→ PROBLEM REQUIREMENTS
Condense the paragraph beginning "Professor Ian Abbs, chief executive" in the article below on NHS COVID-19 recovery into one shorter sentence that keeps its main facts.

→ SOURCE EXTRACT
+--

Guy’s & St Thomas' boss: NHS COVID-19 recovery will take 'years'
The boss of Guy's and St Thomas' says that attending to patients whose treatment was delayed during the COVID-19 pandemic is the "biggest challenge" facing the hospitals - and warns that it will take "years" for the NHS to recover from the last year.
Professor Ian Abbs, chief executive of Guy's and St Thomas' NHS Foundation Trust, has revealed that the number of COVID-19 patients being treated at the hospitals had dropped to five by last Wednesday, with four of those requiring intensive care.
At times in January there were more than 400 COVID-19 patients admitted to the hospitals.
In his written report for this week's meeting of the trust board, Professor Abbs also notes that Guy's and St Thomas' has now vaccinated nearly four out of every five staff.
"Analysis of the current workforce data indicates that there is significant variability in uptake across different ethnic and staff groups and we know we still have more work to do to increase staff uptake of the vaccine.

+--

→ DATASET EXCERPTS
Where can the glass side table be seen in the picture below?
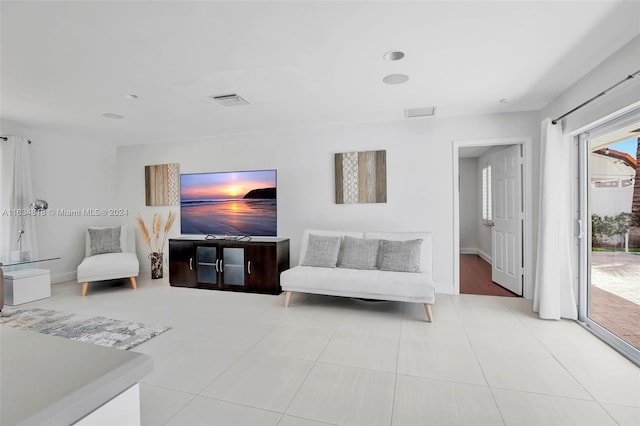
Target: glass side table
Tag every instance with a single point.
(26, 283)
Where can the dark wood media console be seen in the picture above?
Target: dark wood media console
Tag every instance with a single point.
(217, 264)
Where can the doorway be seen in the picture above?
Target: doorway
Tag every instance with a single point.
(492, 179)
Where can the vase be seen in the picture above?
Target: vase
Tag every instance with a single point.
(156, 265)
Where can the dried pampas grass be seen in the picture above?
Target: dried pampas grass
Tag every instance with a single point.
(156, 229)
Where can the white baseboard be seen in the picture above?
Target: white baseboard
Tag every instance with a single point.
(469, 250)
(64, 277)
(484, 255)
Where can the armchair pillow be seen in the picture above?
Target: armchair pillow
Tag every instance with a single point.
(123, 239)
(106, 240)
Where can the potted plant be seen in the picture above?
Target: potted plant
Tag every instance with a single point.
(154, 241)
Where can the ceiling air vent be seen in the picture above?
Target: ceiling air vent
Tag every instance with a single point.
(231, 99)
(420, 112)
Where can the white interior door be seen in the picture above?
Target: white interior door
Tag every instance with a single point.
(506, 234)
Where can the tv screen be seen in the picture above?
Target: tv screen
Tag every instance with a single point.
(229, 203)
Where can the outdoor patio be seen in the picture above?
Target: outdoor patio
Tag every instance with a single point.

+--

→ TASK ANSWER
Professor Ian Abbs, chief executive of Guy's and St Thomas' NHS Foundation Trust, says the hospitals' COVID-19 patients had fallen to five by last Wednesday, four of them in intensive care.